Task instructions: Pictures do not belong in the copy. Return all of the entries exactly.

Given data:
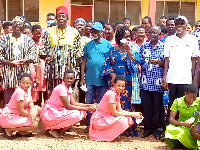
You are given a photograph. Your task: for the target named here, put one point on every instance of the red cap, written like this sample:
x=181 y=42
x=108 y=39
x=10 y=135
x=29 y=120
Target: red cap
x=61 y=10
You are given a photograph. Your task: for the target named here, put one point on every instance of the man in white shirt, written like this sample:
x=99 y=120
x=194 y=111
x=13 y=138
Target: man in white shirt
x=181 y=52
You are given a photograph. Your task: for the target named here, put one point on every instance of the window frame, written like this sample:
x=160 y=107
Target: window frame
x=23 y=12
x=125 y=11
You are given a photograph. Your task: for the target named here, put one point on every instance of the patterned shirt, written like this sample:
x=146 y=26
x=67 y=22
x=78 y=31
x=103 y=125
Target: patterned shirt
x=12 y=48
x=65 y=46
x=197 y=34
x=95 y=54
x=151 y=74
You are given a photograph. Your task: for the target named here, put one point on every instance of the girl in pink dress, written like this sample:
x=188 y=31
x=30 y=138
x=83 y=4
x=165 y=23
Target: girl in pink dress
x=110 y=120
x=61 y=111
x=20 y=114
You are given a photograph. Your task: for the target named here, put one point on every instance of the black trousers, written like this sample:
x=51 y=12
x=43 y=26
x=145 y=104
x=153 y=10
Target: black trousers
x=153 y=111
x=175 y=91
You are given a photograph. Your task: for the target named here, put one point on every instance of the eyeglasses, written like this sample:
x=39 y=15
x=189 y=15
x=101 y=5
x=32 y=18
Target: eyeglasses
x=128 y=36
x=180 y=23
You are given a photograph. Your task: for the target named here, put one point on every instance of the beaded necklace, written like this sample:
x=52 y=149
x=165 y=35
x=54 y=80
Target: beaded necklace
x=61 y=37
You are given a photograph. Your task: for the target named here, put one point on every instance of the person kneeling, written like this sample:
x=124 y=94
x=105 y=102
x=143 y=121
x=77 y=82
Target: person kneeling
x=61 y=111
x=178 y=131
x=20 y=114
x=110 y=120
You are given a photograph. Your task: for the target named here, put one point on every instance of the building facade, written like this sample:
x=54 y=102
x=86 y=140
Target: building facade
x=109 y=10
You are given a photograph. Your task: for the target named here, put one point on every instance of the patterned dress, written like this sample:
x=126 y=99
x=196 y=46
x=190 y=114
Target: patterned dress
x=119 y=63
x=135 y=49
x=12 y=48
x=182 y=133
x=65 y=46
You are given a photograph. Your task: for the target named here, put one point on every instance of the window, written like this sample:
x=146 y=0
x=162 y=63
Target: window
x=175 y=8
x=98 y=7
x=116 y=10
x=82 y=2
x=28 y=8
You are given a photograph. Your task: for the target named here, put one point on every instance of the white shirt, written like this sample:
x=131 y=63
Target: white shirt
x=180 y=52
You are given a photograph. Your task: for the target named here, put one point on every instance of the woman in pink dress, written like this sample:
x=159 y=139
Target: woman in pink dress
x=20 y=114
x=61 y=111
x=110 y=120
x=110 y=33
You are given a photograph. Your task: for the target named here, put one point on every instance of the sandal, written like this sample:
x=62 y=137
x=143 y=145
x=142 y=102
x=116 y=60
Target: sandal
x=61 y=132
x=12 y=137
x=30 y=134
x=54 y=134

Output for this task:
You are given a photograph. Your task: for the target named here, put one point on every instance of the red cap, written like this sample:
x=181 y=42
x=108 y=39
x=10 y=135
x=29 y=120
Target: red cap
x=61 y=10
You are given a photograph. Your task: for the target named here, put one point on every instance of the man in white shirt, written like this sample:
x=99 y=120
x=194 y=111
x=13 y=138
Target: man in white shirt
x=181 y=52
You are given a photograph. Your task: for the target named here, put one point on every instance of the window frame, written like this sample:
x=160 y=107
Target: window frame
x=23 y=12
x=125 y=11
You are given a photograph. Your task: for the target named here, put one point on every instance of the patterned shirt, written like this sample:
x=146 y=26
x=67 y=22
x=78 y=31
x=103 y=125
Target: patterned shirt
x=12 y=48
x=65 y=46
x=197 y=34
x=95 y=54
x=151 y=74
You are given a photograph. Your task: for the target named here, put one point on every instance of the girl in pink dress, written like this sample:
x=188 y=31
x=30 y=138
x=83 y=4
x=165 y=23
Target: girl in pink dress
x=110 y=120
x=61 y=111
x=20 y=114
You are given a photograph. Your task: for the target named here, put one point on every instance of the black trousers, written like this sample:
x=51 y=12
x=43 y=26
x=145 y=104
x=153 y=10
Target: black trousers
x=153 y=111
x=175 y=91
You are given a photograph. Your task: for the target named here, put one point on every instance of the eyeglasses, written like this sample:
x=39 y=15
x=189 y=15
x=101 y=5
x=32 y=18
Target: eyeglasses
x=128 y=36
x=180 y=23
You are given a photograph. Your task: for the target named here, put one point on every instance of the beaded necklace, written like this sample:
x=52 y=149
x=165 y=35
x=54 y=80
Target: beaded necklace
x=61 y=37
You are given a photograph. Your task: for the target named here, put one point on every instance of the person kneeling, written like this sample:
x=124 y=94
x=105 y=102
x=143 y=121
x=77 y=82
Target: person kneeling
x=61 y=111
x=178 y=131
x=20 y=114
x=110 y=120
You are given a photograph. Your task: for the target named here, put one point on every instance of the building facade, written like this sample:
x=54 y=102
x=86 y=140
Target: building facade
x=109 y=10
You are given a photograph. Your task: for the target named here, put one point on every instance of the patterned dress, written like this sample:
x=126 y=99
x=196 y=46
x=190 y=114
Target: patterned dress
x=119 y=63
x=135 y=49
x=12 y=48
x=182 y=133
x=65 y=46
You are given a photograph. Your task: for the target named here, put one point on every instance of the window, written like this sample:
x=146 y=0
x=162 y=63
Target: window
x=175 y=8
x=98 y=7
x=116 y=10
x=82 y=2
x=28 y=8
You are given a photograph. Your task: for the target named here, put one point on every instance of the white shirt, written like this sample:
x=131 y=63
Target: white shirt
x=180 y=52
You are given a photograph. Your task: for the target named here, put one point on every instance of the woman in pink dress, written like this sample:
x=159 y=139
Target: woman in pink dress
x=20 y=114
x=61 y=111
x=110 y=120
x=110 y=33
You are given a photograph. Your task: for the target named here, put one point on every instance of the sandal, written like this sample:
x=62 y=137
x=143 y=145
x=142 y=102
x=116 y=60
Target: sandal
x=61 y=132
x=12 y=137
x=30 y=134
x=54 y=134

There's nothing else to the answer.